(Tasks):
1. In the text on the Thai monarchy, set down word for word the passage that begins at the words "Those who get" and stops after the words "[See https://bit.ly/2oD4YGD ].".
2. Take the text on the Thai monarchy further, picking up after its last sentence.

(Source document):
________________________

Those who get over-excited by the odious behaviour of Wachiralongkorn are always looking for conspiracy stories to claim that he is seizing political power and becoming the most powerful man in the country. This is not the case. He remains weak, greedy, extremely rich, and uninterested in affairs of the state. [See https://bit.ly/2oD4YGD ].

The monarchy should be abolished and its wealth put to good use in improving the lives of ordinary citizens. But the main obstacle to freedom and democracy in Thailand is the military junta and its plans to extend its influence for the next 20 years through a system of “guided democracy”.

See also: https://bit.ly/2MyX4Yx

 

The Thai monarchy has changed many times. It can be abolished.

Giles Ji Ungpakorn

This year’s anniversary of the 1932 revolution, which occurred on the 24th June, was an important one. There is a major ideological battle to achieve hegemony over the history of the event. [See http://bit.ly/2pwS5Pg ]

The importance of history is in what it can tell us about the present. It is important not to see the present monarchy, even in Pumipon’s time, as an unchanging “left-over” from feudalism. A brief study of Thai history can explain this. But the important conclusion is that it is possible to abolish this parasitic institution once and for all.

Before the major transformation of the Thai state into a centralised capitalist model in the 1870s, “Thailand” as a nation-state did not exist. The back-projection of “Thailand’s history” from the modern era to Sukotai (1270) and Ayuttaya (1350-1782) must therefore be seen as rewritings of history by people such as Luang Wichitwatakarn and Prince Damrong, to serve modern nationalistic ideology.

Before the early Bangkok period the dominant economic and political system in the central and northern region can best be described as the “Sakdina” system. This was a loose political entity based on clusters of powerful cities, such as Sukotai, Ayuttaya, Chiangmai, and Krungtep (Bangkok), whose political power changed over time and also decreased proportionately to the distance from each city. Not only was there no such thing as a centralised nation-state under an all-powerful king, but political power to control surplus production was also decentralised.

In this Sakdina system, control of surplus production, over and above self-sufficiency levels, was based on forced labour and the extraction of tribute. This was a system of direct control over humans, rather than the use of the ownership of the means of production to control labour. Its importance was due to the low population level. The majority of common people (Prai) living near urban centres were forced to perform corvée forced labour for monthly periods. There were also debt slaves (Taht) and war slaves (Chaleay Seuk). This direct control of labour was decentralised under various Moon Nai, nobles and local rulers (Jao Hua Muang) who had powers to mobilise labour. The result was that under the Sakdina system both economic and political power was decentralised away from the king.

Trade also played an important part in the economy. Control of river mouths as export centres became more important as long distance trade increased. Local rulers sought a monopoly on this trade in cooperation with Chinese merchants who ran sailing junks as far as China and the Arab world.

________________________

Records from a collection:
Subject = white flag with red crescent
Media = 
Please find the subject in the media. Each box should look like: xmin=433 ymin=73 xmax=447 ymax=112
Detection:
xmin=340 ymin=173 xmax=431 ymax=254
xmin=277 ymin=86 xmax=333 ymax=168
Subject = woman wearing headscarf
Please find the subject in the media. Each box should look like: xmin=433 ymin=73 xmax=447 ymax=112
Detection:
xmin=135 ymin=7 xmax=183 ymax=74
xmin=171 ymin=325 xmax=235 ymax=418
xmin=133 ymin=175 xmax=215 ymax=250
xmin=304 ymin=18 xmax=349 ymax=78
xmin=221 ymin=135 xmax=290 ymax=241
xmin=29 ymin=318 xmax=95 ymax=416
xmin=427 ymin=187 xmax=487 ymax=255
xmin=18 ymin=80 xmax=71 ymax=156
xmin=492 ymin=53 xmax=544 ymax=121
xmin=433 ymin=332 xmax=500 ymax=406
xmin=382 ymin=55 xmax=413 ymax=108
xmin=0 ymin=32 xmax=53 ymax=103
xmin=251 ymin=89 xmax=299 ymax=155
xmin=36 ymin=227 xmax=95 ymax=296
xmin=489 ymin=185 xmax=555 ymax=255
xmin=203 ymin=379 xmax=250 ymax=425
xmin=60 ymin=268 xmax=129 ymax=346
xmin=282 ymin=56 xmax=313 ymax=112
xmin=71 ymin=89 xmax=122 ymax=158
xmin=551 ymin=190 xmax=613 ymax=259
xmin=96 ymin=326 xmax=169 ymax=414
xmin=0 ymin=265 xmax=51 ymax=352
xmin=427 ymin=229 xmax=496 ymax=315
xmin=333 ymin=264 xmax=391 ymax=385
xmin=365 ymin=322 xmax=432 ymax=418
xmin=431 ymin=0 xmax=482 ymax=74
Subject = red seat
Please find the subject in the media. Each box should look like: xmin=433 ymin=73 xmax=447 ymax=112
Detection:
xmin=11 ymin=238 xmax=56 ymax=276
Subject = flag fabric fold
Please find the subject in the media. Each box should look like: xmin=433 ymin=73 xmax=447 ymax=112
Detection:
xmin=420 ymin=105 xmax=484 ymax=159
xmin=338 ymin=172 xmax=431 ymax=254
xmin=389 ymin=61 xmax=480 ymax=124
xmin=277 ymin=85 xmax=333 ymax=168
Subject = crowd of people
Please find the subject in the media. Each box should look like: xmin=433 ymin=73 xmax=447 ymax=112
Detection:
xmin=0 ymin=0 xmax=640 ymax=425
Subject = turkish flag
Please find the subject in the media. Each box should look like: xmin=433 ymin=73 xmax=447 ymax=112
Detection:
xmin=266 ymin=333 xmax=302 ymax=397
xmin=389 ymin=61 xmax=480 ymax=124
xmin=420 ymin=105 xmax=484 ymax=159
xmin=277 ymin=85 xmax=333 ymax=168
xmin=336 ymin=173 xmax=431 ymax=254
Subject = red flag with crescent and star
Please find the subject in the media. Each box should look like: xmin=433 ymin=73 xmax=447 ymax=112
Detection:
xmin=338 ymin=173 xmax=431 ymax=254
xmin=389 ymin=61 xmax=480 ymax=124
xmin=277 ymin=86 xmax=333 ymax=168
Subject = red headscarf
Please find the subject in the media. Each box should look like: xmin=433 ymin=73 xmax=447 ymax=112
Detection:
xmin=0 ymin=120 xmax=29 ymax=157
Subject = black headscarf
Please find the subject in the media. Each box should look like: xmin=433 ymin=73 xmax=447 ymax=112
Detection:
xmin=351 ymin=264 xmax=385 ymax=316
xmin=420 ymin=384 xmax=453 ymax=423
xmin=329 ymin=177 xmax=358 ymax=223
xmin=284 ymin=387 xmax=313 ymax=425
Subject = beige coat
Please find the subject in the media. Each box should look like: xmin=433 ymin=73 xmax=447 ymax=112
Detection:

________________________

(In response):
1.
Those who get over-excited by the odious behaviour of Wachiralongkorn are always looking for conspiracy stories to claim that he is seizing political power and becoming the most powerful man in the country. This is not the case. He remains weak, greedy, extremely rich, and uninterested in affairs of the state. [See https://bit.ly/2oD4YGD ].

2.
Although the increasing penetration of capitalism and the world market into the region had already increased the importance of money and trade, in the early Bangkok period, it was direct pressure from Western imperialism and class struggle from below that finally pushed and dragged the Bangkok rulers towards a capitalist political transformation. The British imposed the Bowring Treaty of 1855 on the rulers of Bangkok. This treaty established free trade and the freedom for Western capital penetration into the area without the need for direct colonisation. While the monopoly over trade, enjoyed by the Sakdina rulers of Bangkok, was abolished, vast opportunities were created for the capitalist production and trade of rice, sugar, tin, rubber and teak. An opportunity also arose to centralise the state under a powerful ruler. Thailand’s Capitalist Revolution was not carried out by the bourgeoisie in the same style as the English or French revolutions. In Thailand’s case, the ruler of Bangkok, King Rama V or “Chulalongkorn” brought about a revolutionary transformation of the political and economic system in response to pressure from an outside world, which was already dominated by capitalism, political rivalry with the nobles and class struggle from below in the form of people avoiding forced labour.

This revolution involved destroying the economic and political power of Chulalongkorn’s Sakdina rivals, the Moon Nai, nobles and local Jao Hua Muang. Politically this was done by appointing a civil service bureaucracy to rule outer regions and economically, by abolishing their power to control forced labour and hence surplus value. Forced labour was abolished.

The Absolute Monarchy of Rama V was a thoroughly modern centralised institution, created in order to serve the interests of the ruler of Bangkok in an emerging capitalist “Thai” nation. It is this modern form of capitalist monarchy which was overthrown only sixty years later in 1932. The further transformation of the monarchy into a Constitutional Monarchy, as a result of the 1932, revolution was a contested area. Radicals wanted a republic, moderates wanted a Western-style Constitutional Monarchy and the ultra-conservative among the military wanted to create a false image of a god-like and powerful monarchy which they could manipulate for their own purposes. The ultra-conservatives were the ultimate victors with the help of the royalist old guard who had now given up any hope of restoring the Absolute Monarchy.

With Wachiralongkorn on the throne the importance of the monarchy will be reduced as he is not fit for purpose. [See http://bit.ly/2l63Z1I]

The monarchy today is a mere puppet of the military with a falsely created image of “power”. But “power” is always concrete and political power cannot be separated from the power to determine state policies on social and economic issues or international relations. Today that concrete power lies with the military. [See http://bit.ly/2AF9ozT   ]

Thailand should be a republic

Giles Ji Ungpakorn

The military and the monarchy are so tightly wrapped around each other, like two venomous snakes, that it is necessary to abolish the monarchy as part of the struggle against the military dictatorship.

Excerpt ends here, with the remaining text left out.